■ Supplied entries:
|---|

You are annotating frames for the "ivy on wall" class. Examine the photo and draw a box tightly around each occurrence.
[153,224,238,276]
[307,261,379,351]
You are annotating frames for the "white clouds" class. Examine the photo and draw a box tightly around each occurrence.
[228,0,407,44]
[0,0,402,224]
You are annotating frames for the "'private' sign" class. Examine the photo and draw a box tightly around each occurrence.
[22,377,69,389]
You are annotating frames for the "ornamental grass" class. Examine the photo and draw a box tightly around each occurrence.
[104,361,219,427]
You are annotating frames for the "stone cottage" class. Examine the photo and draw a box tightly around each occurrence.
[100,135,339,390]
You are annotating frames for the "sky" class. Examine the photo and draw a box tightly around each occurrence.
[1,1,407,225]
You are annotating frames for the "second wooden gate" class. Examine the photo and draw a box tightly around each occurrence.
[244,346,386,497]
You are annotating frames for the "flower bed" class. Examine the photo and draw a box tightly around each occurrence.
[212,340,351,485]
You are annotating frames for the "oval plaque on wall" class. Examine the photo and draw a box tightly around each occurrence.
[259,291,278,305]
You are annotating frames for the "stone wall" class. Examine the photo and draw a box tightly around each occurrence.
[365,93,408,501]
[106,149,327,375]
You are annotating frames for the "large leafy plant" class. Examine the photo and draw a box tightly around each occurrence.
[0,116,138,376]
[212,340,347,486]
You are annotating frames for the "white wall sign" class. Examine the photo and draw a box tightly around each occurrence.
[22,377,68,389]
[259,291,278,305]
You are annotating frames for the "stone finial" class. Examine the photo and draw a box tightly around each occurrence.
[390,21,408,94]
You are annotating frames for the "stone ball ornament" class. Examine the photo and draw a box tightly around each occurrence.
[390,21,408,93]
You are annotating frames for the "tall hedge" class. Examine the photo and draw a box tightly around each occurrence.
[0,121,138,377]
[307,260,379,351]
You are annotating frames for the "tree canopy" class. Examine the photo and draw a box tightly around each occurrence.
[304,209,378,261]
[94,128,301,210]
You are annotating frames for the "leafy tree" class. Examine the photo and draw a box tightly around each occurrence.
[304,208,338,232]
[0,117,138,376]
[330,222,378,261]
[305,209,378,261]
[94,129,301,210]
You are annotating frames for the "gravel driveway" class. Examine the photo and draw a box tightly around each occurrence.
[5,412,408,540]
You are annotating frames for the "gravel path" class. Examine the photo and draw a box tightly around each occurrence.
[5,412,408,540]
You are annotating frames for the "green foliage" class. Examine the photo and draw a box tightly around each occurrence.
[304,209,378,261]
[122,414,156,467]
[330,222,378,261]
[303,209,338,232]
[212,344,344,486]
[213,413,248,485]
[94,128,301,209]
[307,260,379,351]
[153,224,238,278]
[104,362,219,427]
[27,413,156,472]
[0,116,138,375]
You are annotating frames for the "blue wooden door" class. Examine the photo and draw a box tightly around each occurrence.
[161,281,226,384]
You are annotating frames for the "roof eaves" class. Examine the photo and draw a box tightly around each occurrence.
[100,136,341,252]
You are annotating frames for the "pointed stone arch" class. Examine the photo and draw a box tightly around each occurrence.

|---|

■ Exercise goal:
In this exercise, the data above is to be printed exactly.

■ Response area:
You are annotating frames for the "ivy on wall" class. Examine the photo and draw a box tightly around each occurrence.
[153,224,238,276]
[307,261,379,351]
You are annotating frames for the "white clouds" class. Examine the photo and draw a box tightly around each occurrence.
[228,0,407,44]
[0,0,402,224]
You are annotating frames for the "'private' sign" class. Examine the photo and draw a box tightly around each occurrence.
[22,377,69,389]
You are annotating frames for the "ornamental grass" class. Examine the photo and draw a box tightly around each occurrence.
[104,361,219,427]
You are annotating frames for the "stone cottage" class. Examine the photo and draw a box tightly around each occurrence.
[100,135,339,390]
You are annotating frames for the "sky" class. Examine the photo and draw a box tightly around each occurrence.
[1,1,407,225]
You are annotating frames for the "second wooden gate" class. Examine the photo and draw a box tightly around each occurrence.
[244,346,386,497]
You are annotating frames for the "flower bed" class. Examine the photo and draw a box tightly around each occurrence.
[212,340,351,485]
You are annotating frames for the "oval plaque on wall" class. Examine the photo and draw a box tightly around each occurrence.
[259,291,278,305]
You are annotating frames for the "stone wall" class. Examine the photo and draw a box tightly around each occurrence.
[365,93,408,501]
[106,149,327,375]
You are annotating frames for the "large leafy plant" class. Examine the photo and draw a box tightly around each occurrence.
[0,116,138,376]
[212,340,347,486]
You are annotating frames for the "white wall sign" class. Examine the photo and draw a box tightly around each occurrence.
[22,377,68,389]
[259,291,278,305]
You are annotating frames for the "stone finial" class. Examine the photo and draw a box tightly around each occurrence.
[390,21,408,94]
You are annotating frames for the "stone ball ornament" class. Examine the photo and draw a box tightly around each occurrence.
[390,21,408,93]
You are annotating frames for the "tall hedge" class. Examine the photo and draw a box tightly around each occurrence.
[0,121,138,377]
[307,260,379,351]
You are annotating frames for the "tree canopy" class. Examine the photo and draw a box tightly around each occurrence.
[304,209,378,261]
[94,128,301,210]
You are annotating frames for the "leafy tree" class. Examine the photo and draw a box tightly around each occurrence.
[304,208,338,232]
[0,117,138,376]
[330,222,378,261]
[305,209,378,261]
[94,129,301,210]
You are annotating frames for the "gravel driveway" class. Examine the photo and draw a box tightly around each occurrence.
[5,412,408,540]
You are annotating frames for the "gravel path" class. Examine the photo and draw a box tightly around each occurrence.
[5,412,408,540]
You are annotating frames for the "green foliage" class. Examine the photo and draw a box tightly around each occurrence.
[304,209,378,261]
[122,414,156,467]
[330,222,378,261]
[303,209,338,232]
[212,344,344,486]
[213,413,248,485]
[94,128,301,209]
[307,260,379,351]
[153,224,238,278]
[104,362,219,427]
[27,413,156,472]
[0,116,138,375]
You are annotating frames for the "blue wooden door" class. Examine the photo and draw a box tightly around each occurrence.
[161,281,226,384]
You are annotating frames for the "roof eaves" class. Examine the photo and draw a box tightly around each occurrence.
[100,136,341,252]
You are annotating frames for the "pointed stone arch" class. Examine the photo and draw a box tightly around each occurrence.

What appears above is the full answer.